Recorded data
======

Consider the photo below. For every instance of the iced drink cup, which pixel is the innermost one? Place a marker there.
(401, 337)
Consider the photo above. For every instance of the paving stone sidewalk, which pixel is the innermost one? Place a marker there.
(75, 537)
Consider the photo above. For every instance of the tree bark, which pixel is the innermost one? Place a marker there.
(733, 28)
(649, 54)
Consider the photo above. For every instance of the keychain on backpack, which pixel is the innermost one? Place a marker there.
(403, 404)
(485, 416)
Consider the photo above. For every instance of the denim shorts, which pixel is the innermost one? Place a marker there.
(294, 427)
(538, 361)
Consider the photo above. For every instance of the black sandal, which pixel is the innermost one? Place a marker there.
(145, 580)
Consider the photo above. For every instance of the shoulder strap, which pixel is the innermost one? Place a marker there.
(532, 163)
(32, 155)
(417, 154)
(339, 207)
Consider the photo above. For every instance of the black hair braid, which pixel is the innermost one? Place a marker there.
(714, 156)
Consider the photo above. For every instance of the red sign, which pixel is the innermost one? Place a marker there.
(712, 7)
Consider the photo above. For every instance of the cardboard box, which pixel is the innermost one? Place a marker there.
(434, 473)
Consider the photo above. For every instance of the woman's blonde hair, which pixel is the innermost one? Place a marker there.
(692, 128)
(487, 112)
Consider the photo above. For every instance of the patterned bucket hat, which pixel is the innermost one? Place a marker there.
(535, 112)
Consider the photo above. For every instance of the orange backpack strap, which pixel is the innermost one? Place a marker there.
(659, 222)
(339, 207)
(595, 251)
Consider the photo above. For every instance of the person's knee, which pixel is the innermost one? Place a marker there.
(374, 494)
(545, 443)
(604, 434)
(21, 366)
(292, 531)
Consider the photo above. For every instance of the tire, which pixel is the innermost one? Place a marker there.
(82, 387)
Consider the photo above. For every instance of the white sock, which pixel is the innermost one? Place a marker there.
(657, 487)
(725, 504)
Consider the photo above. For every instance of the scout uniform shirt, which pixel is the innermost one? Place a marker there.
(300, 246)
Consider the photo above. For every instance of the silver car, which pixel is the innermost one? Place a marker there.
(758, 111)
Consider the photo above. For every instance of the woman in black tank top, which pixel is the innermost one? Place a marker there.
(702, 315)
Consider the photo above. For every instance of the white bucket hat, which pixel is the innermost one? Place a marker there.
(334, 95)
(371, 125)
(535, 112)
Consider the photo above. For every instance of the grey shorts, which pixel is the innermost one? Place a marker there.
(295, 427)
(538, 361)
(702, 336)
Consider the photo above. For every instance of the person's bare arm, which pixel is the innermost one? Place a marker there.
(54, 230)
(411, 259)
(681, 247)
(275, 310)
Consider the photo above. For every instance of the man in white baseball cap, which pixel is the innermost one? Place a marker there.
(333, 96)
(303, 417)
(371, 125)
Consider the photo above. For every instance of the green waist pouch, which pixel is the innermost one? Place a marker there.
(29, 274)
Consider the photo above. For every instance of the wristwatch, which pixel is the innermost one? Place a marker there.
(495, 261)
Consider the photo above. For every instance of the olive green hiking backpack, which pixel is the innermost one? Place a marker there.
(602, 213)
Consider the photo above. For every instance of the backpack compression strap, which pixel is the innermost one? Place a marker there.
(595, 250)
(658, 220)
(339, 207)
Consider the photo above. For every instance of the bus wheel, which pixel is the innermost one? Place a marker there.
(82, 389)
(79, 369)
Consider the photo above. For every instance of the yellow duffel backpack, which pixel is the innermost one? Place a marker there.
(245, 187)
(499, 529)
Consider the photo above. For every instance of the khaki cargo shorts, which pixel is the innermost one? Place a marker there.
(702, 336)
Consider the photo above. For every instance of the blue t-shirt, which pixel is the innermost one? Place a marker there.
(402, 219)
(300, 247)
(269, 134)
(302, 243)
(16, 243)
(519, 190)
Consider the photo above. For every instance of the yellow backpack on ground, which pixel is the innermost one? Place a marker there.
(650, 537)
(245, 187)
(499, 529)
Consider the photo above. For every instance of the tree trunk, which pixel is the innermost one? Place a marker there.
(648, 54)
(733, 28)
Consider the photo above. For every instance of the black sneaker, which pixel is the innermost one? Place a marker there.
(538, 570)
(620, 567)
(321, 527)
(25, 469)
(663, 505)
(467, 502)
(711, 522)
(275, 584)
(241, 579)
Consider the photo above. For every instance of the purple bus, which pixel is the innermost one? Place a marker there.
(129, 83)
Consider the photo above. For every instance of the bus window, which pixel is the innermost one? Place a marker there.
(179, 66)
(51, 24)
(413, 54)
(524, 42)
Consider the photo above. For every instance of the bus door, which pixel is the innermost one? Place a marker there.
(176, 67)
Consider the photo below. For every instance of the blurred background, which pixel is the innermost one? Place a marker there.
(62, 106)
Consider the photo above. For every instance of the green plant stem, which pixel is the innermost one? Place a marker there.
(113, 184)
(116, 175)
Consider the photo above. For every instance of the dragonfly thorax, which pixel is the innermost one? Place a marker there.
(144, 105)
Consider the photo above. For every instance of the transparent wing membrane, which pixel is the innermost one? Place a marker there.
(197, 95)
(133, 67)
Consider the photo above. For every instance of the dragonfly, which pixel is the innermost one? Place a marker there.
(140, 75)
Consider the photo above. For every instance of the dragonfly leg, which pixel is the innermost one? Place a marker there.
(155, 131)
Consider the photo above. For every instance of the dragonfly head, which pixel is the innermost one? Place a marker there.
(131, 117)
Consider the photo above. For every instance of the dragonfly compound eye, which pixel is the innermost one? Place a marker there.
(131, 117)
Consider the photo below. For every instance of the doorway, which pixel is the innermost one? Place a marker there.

======

TASK BRIEF ▸
A complete and exact reproduction of the data is needed.

SOLUTION FOR THIS TASK ▸
Consider the photo below. For every instance of the iced drink cup, which pixel is the innermost one? Place a marker there.
(401, 337)
Consider the photo above. For every instance of the paving stone sidewalk, which pixel is the innermost one? Place a marker there.
(75, 537)
Consider the photo above. For every instance of the tree bark, which pixel is the innermost one? Place a marker there.
(733, 28)
(649, 54)
Consider the photo above. For every instance of the keychain on backpack, which pixel is the innermost one? Place a marker there.
(403, 404)
(485, 416)
Consider the photo above. For every instance of the denim shorts, which pixel is the innermost one? Place a marker there.
(294, 427)
(538, 361)
Consider the photo above. For every instance of the black sandal, which pixel is the innermost one? Place a marker there.
(145, 580)
Consider the photo above. For every instance of the shoulder strap, which pixel is the innermost one? Place a marker there.
(532, 163)
(32, 155)
(417, 154)
(339, 207)
Consider the photo above. For every instance of the black hair braid, which pixel is the innermost one? Place a marker there.
(714, 156)
Consider the photo above. For every instance of the red sign, which pixel is the innermost one? Place a marker there.
(712, 7)
Consider the photo above. For every instance of the cardboard box, which pixel is the innermost one? Place a marker there.
(434, 473)
Consider the photo above. For every instance of the woman's blonde hair, which pixel is the innermost one? Place a marker there.
(692, 128)
(487, 112)
Consider the photo above. For every instance of the patterned bucket hat, which pixel is the innermost one? Place a marker there.
(535, 112)
Consider the photo above. For every instance of the orange backpack strap, which pixel is the innermost one? Place a marker there.
(659, 222)
(339, 207)
(595, 251)
Consider the photo above. For every instance of the person's knee, which pixel is the innermost one? Place a marker there.
(374, 494)
(545, 443)
(604, 434)
(21, 366)
(292, 531)
Consider the photo above. For every instance of the tire, which pixel is the innermost one? Place a marker there.
(82, 387)
Consider the photo above. For every instance of the white sock, which pixel is the innermost one? Place a marker there.
(657, 487)
(725, 504)
Consider the photo above. For every instance of the scout uniform shirt, which pixel is the innermost one? Place a marker there.
(300, 246)
Consider the photo above. For every instance of the silver car, which pixel is the innermost one? Place a marker there.
(758, 111)
Consider the photo above. For every instance of the woman in black tank top, which pixel is the innermost one? Place a marker there.
(702, 315)
Consider the photo above. For every instance of the white bucket hat, which pixel is the innermost one? Place a marker there.
(334, 95)
(371, 125)
(535, 112)
Consider the photo above. For every instance of the grey shorts, which pixel is the innermost one? Place a marker there.
(295, 427)
(538, 361)
(702, 336)
Consider the photo above. For every instance of the person's bare arm, which pixel is the innermost one? Place a marker there.
(54, 230)
(411, 259)
(681, 247)
(275, 310)
Consider the photo above. For every instance of the man in white baseball cap, which pixel is the innermost one? Place a marker there.
(333, 96)
(303, 417)
(371, 125)
Consider the photo above. For every instance of the green waist pouch, which pixel is the innermost one? Place a marker there.
(29, 274)
Consider the photo above. For every instance of the wristwatch, which pixel is the innermost one? Place a marker there.
(495, 261)
Consider the photo above. For every instance of the olive green hiking backpack, which pixel is the innermost one? Place a marker there.
(602, 213)
Consider the photo above. For every instance of the backpack compression strap, which pixel is the innermost one? Place a marker there.
(595, 250)
(658, 220)
(339, 207)
Consider the photo above. For every instance of the bus wheel, which pixel is the innermost one? Place a marker there.
(82, 389)
(79, 369)
Consider the photo above. For every instance of the yellow duffel backpack, which pixel is the innermost one? Place a marker there.
(245, 187)
(499, 529)
Consider the photo above. For every instance of the khaki cargo shorts, which pixel is the innermost one? Place a marker there.
(702, 336)
Consider the photo above. For every instance of the blue t-shirt, which pixel is the innermost one? Place a marker there.
(402, 219)
(300, 247)
(269, 134)
(302, 243)
(16, 243)
(519, 190)
Consider the photo above. For every instance of the yellow backpack on ground, which pixel is the innermost one? Place a marker there.
(650, 537)
(245, 187)
(499, 529)
Consider the photo above. For every instance of the tree trunk, which pixel is the innermost one? Place a marker there.
(648, 54)
(733, 28)
Consider the photo above. For every instance of the black sneaker, which pixel is the innermost one? Place a marker there.
(538, 570)
(620, 567)
(321, 527)
(25, 469)
(663, 505)
(467, 502)
(711, 522)
(275, 584)
(241, 579)
Consider the photo above. For every instance of the purple bus, which pixel is the innermost one? Place a marker there.
(129, 83)
Consider the photo above. For every instance of the bus window, which pixel is the innermost one? Place a marker there.
(179, 66)
(51, 24)
(413, 54)
(524, 42)
Consider the photo above. For every instance of the bus door, which pixel is the innermost one? Place a marker there.
(176, 67)
Consider the photo below. For every instance of the blurred background, which pixel is the innermost one? Place a marker there.
(62, 106)
Consider the photo above. For every instance of the green plant stem, which pixel is the innermost one? Place a marker there.
(113, 184)
(116, 175)
Consider the photo above. For every instance of the dragonfly thorax, which pixel is the innermost one? Place a marker there.
(144, 105)
Consider the photo above. For every instance of the transparent wing membrane, which pixel is the innermost one? Place a marker there.
(197, 95)
(133, 67)
Consider the photo above. For every instance of the dragonfly, which pixel is the innermost one? Place a marker there.
(140, 75)
Consider the photo above. For every instance of the dragonfly leg, which pixel is the innermost one? Place a marker there.
(155, 131)
Consider the photo above. For every instance of the dragonfly head, which pixel is the innermost one? Place a marker there.
(131, 117)
Consider the photo above. For every instance of the dragonfly compound eye, which pixel is the innermost one? Place a marker there.
(131, 117)
Consider the photo below. For every instance of the doorway, which pixel is the innermost one? Place a marker there.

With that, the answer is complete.